**Extract to read**:
========

1947: The partition of India, the human aspect
This is a collection of articles archived for the excellence of their content.
1947: Documenting partition
May 27, 2007
REVIEWS: Documenting partition
Reviewed by Rabab Naqvi
ALMost 60 years after partition, historians are still exploring whether it was inevitable and who was really responsible for it. It is commonly believed that Quaid-i-Azam Mohammad Ali Jinnah alone was responsible for the partition of India and the formation of Pakistan. K.C. Yadav has put together a collection of old and new writings which provides an alternative perspective. It is also an opportunity to read excerpts from hard-to-get books such as Rammanohar Lohia’s Guilty Men of Partition, Ambedkar’s Pakistan and others.
The main purpose of the book is to project what is known as the revisionist point of view of the events that led to the creation of Pakistan as opposed to the traditionalist approach: ‘Cogress for unity’ and ‘Muslim League for partition’. Running throughout the book is the theme that the division of India was avertable had Cogress leadership and other Hindu groups paid attention to valid Muslim demands. Jinnah’s strategy was to protect the rights of the Muslims within a united India. The arrogance of the Cogress leadership, chauvinism of the Hindu nationalist and the fear of being dominated by upper caste Hindus in free India, pushed Jinnah, although reluctantly, into adopting an intransigent position.
Under the guise of nationalism, Hindu intellectuals and activists advocated a pernicious ideology. Proponents of Pakistan used the two-nation theory but it was the Hindu supremacist Savarkar, founder of the Hindu Mahasabha, who came up with the term. Lala Lajpat Rai considered Hindu-Muslim unity impossible because according to him Islam did not allow for it. Lala Hardayal believed that the future of the Hindu race lay in the Shuddhi (purification) of Muslims.

========

**Task set**:
1) Write out the part of the partition review starting at "1947: Documenting partition" and ending at "Pakistan and others.", replacing "historians" with "scholars".
2) According to the partition review, who founded the Hindu Mahasabha?

Location identification entries:
========

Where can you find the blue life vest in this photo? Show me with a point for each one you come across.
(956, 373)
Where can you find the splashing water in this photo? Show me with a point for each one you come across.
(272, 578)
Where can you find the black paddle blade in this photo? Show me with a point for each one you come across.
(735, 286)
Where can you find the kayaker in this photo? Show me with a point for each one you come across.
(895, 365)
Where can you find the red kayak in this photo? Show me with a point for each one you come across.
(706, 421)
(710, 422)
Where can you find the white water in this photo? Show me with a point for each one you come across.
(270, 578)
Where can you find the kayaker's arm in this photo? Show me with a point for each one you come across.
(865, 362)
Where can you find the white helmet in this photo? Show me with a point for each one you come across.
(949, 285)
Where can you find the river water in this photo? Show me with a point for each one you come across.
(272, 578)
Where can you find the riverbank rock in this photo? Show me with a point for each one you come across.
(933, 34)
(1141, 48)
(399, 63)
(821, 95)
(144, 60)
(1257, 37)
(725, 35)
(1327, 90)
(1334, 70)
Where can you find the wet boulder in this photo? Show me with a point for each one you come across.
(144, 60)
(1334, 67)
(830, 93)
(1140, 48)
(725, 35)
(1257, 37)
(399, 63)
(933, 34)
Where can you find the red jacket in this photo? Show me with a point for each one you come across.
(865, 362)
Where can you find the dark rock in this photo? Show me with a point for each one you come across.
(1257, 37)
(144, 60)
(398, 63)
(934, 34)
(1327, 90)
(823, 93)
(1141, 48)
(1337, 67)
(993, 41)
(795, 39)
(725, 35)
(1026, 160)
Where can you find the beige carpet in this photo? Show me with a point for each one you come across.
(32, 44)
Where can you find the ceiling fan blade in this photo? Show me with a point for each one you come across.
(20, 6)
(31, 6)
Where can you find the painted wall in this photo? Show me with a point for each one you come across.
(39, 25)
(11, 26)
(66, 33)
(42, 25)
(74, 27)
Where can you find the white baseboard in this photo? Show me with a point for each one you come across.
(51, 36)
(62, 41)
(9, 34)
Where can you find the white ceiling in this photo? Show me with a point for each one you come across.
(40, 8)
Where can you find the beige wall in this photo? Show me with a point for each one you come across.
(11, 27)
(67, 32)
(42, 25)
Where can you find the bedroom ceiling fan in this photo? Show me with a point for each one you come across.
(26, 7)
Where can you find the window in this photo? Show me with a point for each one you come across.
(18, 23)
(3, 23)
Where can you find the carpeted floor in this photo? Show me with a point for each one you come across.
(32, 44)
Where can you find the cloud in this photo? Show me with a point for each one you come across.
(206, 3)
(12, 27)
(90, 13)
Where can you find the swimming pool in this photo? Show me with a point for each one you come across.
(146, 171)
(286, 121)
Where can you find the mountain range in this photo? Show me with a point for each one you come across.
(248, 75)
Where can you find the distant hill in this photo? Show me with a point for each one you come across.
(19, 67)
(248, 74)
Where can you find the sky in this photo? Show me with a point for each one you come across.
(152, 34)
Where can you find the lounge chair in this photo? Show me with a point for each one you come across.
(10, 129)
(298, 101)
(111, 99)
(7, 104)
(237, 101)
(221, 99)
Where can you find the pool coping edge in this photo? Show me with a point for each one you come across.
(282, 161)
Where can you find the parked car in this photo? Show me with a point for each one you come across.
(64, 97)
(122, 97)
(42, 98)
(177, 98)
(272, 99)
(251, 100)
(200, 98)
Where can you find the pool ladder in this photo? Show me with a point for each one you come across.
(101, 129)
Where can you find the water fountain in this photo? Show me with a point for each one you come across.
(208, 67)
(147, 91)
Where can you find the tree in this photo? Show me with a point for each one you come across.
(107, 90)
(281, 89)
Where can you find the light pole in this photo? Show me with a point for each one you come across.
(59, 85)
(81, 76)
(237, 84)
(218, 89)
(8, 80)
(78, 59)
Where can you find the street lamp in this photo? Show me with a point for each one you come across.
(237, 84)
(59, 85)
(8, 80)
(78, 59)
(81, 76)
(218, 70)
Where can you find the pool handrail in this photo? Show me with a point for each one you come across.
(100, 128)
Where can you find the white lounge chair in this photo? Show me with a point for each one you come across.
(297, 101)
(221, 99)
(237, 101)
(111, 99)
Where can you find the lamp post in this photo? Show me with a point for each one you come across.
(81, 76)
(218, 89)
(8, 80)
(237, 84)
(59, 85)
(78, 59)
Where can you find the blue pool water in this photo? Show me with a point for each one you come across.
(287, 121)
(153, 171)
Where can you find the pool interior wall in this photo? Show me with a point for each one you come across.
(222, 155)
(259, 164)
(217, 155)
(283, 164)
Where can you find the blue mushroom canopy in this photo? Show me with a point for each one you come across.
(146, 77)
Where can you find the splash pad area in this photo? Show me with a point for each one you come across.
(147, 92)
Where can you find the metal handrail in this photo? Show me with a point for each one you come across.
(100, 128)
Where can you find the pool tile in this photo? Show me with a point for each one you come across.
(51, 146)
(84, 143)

========

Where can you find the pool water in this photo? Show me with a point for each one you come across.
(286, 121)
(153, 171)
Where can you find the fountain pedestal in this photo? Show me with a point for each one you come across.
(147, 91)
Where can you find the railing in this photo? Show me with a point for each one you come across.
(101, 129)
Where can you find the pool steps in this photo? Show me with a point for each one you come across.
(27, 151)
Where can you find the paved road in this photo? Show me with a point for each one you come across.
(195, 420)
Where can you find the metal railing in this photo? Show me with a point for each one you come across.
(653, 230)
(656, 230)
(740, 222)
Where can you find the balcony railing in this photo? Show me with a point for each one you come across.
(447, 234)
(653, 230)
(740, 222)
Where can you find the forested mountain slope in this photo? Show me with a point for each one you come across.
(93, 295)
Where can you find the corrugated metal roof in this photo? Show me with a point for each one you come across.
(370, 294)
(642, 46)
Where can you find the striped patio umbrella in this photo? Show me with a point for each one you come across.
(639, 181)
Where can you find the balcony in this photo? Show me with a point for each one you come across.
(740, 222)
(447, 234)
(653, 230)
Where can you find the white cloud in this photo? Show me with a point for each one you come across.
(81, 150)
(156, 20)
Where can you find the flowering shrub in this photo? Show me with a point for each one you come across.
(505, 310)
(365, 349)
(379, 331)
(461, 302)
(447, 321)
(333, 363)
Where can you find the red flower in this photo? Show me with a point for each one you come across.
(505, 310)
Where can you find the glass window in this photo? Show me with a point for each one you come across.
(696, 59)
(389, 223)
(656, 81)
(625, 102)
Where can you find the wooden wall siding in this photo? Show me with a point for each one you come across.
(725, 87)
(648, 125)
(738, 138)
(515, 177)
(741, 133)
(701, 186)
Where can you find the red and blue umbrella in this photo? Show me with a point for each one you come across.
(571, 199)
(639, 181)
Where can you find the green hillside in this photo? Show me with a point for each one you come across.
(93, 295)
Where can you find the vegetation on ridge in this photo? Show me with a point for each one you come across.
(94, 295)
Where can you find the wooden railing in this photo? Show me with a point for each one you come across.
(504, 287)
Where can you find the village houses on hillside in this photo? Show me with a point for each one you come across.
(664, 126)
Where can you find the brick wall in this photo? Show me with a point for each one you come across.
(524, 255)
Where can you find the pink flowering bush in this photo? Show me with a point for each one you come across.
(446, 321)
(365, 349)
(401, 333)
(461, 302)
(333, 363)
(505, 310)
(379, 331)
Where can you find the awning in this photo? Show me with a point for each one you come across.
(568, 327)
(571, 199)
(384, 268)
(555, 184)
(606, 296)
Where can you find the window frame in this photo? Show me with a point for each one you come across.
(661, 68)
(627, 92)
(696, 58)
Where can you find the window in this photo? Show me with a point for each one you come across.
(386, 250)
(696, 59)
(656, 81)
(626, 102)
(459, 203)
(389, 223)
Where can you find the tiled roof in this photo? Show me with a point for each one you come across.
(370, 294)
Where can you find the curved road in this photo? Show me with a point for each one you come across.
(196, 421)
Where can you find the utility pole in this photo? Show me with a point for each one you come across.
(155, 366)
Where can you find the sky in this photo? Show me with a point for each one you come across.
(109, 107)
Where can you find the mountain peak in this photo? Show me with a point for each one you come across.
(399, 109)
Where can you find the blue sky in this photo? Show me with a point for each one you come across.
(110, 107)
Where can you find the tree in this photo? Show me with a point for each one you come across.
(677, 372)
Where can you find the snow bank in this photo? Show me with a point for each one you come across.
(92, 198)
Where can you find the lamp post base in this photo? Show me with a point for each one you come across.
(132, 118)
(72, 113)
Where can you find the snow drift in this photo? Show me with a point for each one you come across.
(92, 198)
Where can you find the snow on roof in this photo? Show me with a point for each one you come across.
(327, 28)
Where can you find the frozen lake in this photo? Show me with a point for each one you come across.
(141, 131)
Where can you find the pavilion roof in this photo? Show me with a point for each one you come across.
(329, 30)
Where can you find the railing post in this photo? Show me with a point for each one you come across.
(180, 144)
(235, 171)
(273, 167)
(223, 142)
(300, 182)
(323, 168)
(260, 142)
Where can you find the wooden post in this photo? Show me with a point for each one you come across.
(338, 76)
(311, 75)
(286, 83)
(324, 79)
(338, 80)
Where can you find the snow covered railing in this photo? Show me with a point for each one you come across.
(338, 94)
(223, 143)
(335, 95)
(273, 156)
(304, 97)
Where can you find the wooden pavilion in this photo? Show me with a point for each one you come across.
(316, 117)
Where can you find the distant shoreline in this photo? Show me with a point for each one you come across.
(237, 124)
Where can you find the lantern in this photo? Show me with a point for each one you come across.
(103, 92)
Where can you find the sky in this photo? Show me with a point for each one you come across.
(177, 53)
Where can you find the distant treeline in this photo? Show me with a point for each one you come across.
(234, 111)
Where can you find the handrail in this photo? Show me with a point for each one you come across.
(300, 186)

========

**Results for the exercise**:
1)
1947: Documenting partition
May 27, 2007
REVIEWS: Documenting partition
Reviewed by Rabab Naqvi
ALMost 60 years after partition, scholars are still exploring whether it was inevitable and who was really responsible for it. It is commonly believed that Quaid-i-Azam Mohammad Ali Jinnah alone was responsible for the partition of India and the formation of Pakistan. K.C. Yadav has put together a collection of old and new writings which provides an alternative perspective. It is also an opportunity to read excerpts from hard-to-get books such as Rammanohar Lohia’s Guilty Men of Partition, Ambedkar’s Pakistan and others.

2) Savarkar